**Work required:** In your reply, reproduce every line of the data without any alteration.

**The data:**

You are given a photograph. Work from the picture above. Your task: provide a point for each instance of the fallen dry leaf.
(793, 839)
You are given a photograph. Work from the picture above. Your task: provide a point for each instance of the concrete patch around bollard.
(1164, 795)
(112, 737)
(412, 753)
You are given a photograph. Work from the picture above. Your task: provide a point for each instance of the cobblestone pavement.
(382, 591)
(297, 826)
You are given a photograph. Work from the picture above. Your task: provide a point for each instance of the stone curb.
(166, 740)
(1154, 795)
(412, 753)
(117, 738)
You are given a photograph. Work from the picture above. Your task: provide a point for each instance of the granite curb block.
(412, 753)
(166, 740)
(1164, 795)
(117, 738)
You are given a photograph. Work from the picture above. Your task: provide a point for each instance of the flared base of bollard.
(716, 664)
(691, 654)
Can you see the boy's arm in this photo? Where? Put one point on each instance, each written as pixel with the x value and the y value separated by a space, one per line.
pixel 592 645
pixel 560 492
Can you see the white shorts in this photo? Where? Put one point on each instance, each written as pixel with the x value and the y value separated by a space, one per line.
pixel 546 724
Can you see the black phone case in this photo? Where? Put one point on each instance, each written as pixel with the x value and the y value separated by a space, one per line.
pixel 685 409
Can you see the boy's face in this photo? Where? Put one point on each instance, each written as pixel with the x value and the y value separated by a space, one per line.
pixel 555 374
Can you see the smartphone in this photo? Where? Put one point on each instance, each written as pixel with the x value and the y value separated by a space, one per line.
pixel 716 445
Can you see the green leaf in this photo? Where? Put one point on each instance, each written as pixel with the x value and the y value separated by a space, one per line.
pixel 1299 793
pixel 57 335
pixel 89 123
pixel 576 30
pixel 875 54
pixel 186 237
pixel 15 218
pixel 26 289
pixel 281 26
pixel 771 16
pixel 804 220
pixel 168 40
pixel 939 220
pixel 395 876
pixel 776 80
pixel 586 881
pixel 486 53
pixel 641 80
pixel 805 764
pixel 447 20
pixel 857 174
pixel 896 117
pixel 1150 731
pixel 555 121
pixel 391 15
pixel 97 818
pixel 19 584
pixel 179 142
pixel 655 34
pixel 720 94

**Reply:**
You are given a photograph. Work from the picture above. Your task: provide a point for each instance of the fallen dry leaf.
(793, 839)
You are given a photograph. Work from the picture above. Your task: provide a point for each instance of the concrete patch around bollard.
(1164, 795)
(112, 737)
(412, 753)
You are given a photograph. Work from the picture above. Your task: provide a point for each instance of the cobblestone pavement.
(382, 591)
(297, 826)
You are given a photograph. Work from the picture above. Your task: provide a point for each instance of the stone curb.
(166, 740)
(1154, 795)
(412, 753)
(117, 738)
You are given a photograph. Work from the picture above. Your task: provide a point for each instance of the granite curb block.
(412, 753)
(166, 740)
(1164, 795)
(117, 738)
You are given a photograph. Work from the picture above. Your task: provide a point for each instance of the flared base of bollard.
(716, 664)
(691, 654)
Can you see the boy's arm in this photo? Where? Put one point on each instance, each written as pixel with the x value and the y value separated by a space, one per line.
pixel 592 645
pixel 560 492
Can you see the white shorts in this photo? Where? Put one point on each instance, each written as pixel with the x value and the y value separated by a space, one per line.
pixel 546 724
Can you see the black phone case in this photo? Where? Put one point on each instance, each written as pixel with the x value and the y value separated by a space, one per line.
pixel 685 409
Can you see the boy's face in this photo? Where? Put one point on each instance, each written as pixel with the x value and the y value separated by a space, one per line.
pixel 555 374
Can you see the smartphone in this photo? Where? Put one point on each instance, each written as pixel with the x value and the y value separated by a space, one per line.
pixel 716 445
Can you see the green leaf in this photo? Where? Put one point on each instance, each written as pixel with the x value and the y value separated by a space, one per line.
pixel 1299 793
pixel 57 335
pixel 89 123
pixel 576 30
pixel 875 54
pixel 186 237
pixel 15 218
pixel 26 289
pixel 281 26
pixel 771 16
pixel 804 220
pixel 168 40
pixel 939 220
pixel 395 876
pixel 776 80
pixel 586 881
pixel 486 53
pixel 641 80
pixel 805 764
pixel 447 20
pixel 857 174
pixel 896 117
pixel 1150 731
pixel 555 121
pixel 391 15
pixel 97 818
pixel 19 584
pixel 179 142
pixel 655 34
pixel 720 94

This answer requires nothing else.